(Information supplied Opens)

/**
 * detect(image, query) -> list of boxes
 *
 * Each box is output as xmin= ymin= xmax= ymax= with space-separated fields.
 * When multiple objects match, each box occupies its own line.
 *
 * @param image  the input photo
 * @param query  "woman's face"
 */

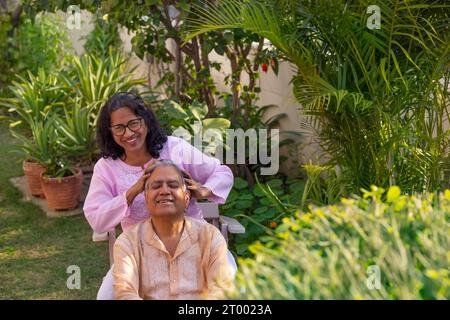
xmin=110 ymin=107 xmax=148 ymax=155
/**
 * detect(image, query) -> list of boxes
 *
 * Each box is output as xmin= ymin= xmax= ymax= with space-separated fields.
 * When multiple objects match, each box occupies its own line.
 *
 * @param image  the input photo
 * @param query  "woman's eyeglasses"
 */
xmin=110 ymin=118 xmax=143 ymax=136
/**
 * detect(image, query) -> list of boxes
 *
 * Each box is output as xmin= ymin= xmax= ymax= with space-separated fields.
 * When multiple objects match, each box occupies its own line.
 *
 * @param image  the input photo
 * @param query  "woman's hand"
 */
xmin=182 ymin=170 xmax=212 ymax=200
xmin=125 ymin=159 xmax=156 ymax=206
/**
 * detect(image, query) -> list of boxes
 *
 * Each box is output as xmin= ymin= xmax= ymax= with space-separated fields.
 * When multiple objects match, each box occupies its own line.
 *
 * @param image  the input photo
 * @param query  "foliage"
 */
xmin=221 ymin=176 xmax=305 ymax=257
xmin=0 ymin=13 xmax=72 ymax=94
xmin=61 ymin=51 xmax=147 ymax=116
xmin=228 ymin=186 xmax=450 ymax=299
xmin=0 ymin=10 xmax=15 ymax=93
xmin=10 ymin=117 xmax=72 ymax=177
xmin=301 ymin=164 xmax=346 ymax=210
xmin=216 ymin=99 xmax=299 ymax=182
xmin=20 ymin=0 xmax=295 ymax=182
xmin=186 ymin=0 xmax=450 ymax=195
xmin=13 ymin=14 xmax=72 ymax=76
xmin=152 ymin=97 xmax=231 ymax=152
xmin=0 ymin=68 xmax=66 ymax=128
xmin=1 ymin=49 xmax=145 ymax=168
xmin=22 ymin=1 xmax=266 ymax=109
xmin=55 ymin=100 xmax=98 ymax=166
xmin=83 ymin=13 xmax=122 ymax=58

(Information supplied Closes)
(Information supplied Opens)

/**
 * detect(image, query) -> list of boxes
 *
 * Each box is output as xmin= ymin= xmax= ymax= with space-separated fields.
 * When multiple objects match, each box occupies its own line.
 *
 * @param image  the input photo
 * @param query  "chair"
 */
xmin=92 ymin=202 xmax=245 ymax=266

(Information supplied Closes)

• _Problem details_
Pull every line with the string "woman" out of the material.

• _Completed exercise_
 * @param query  "woman's face"
 * @param query  "woman's eyeglasses"
 * @param query  "woman's hand"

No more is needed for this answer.